> **SOURCE PASSAGE**
---

[Idea] Demeter Concept: "Defender of the Harvest" Passive Mechanic

Since Demeter is officially joining the Greek roster (focusing on farming and economy), I wanted to pitch an idea for a unique passive ability or a minor god trait that fits her theme perfectly.

The concept is a proximity buff based on your economy. Basically, military units would gain a small attack percentage increase for every Villager nearby. For example: +0.2% attack per villager. If you are defending your base with 10 villagers nearby, your troops get +2% attack; with 20 villagers, it goes up to 4%. It simulates the soldiers fighting harder to protect their home and the harvest.

Mockup of the potential icon

The idea came to me during a match where my base was surrounded and I was losing. My soldiers were fighting with all their might, but the enemy simply had the numbers. I started imagining that these soldiers should fight a bit better since they were cornered defending their homeland, much like the 300 of Sparta. That’s how I came up with this idea.

3 Likes

1 Like

The idea sounds kinda Cool until you think about not just the scenario you describe.

Imagining forward fortress spam while your villagers are empowering the army that defend them doesnt sound like a fun experience to deal with or them taking a forward TC and defend it. Being able to fend of raids better Just because also.

I think you might be overestimating the numbers vs. the economic cost.

To get a noticeable buff (like 6%), I would need to drag 30 villagers to the front lines. That is economic suicide. No player would idle 30 villagers just for a small damage tick; the loss in resources would lose you the game regardless of the buff.

---

> **RAW DATA**

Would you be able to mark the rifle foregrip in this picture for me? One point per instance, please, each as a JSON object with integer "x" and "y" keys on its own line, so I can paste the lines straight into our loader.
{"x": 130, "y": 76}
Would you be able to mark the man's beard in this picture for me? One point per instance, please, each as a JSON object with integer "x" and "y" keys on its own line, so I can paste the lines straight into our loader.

---

> **PROBLEMS**
**1)** Please repeat everything in the Demeter proposal from "The idea sounds" down to "of the buff.".
**2)** Translate this sentence from the Demeter proposal into Spanish: "It simulates the soldiers fighting harder to protect their home and the harvest."

> **ANSWERS IN ORDER**
**1)**
The idea sounds kinda Cool until you think about not just the scenario you describe.

Imagining forward fortress spam while your villagers are empowering the army that defend them doesnt sound like a fun experience to deal with or them taking a forward TC and defend it. Being able to fend of raids better Just because also.

I think you might be overestimating the numbers vs. the economic cost.

To get a noticeable buff (like 6%), I would need to drag 30 villagers to the front lines. That is economic suicide. No player would idle 30 villagers just for a small damage tick; the loss in resources would lose you the game regardless of the buff.

**2)** Simula que los soldados luchan con más fuerza para proteger su hogar y la cosecha.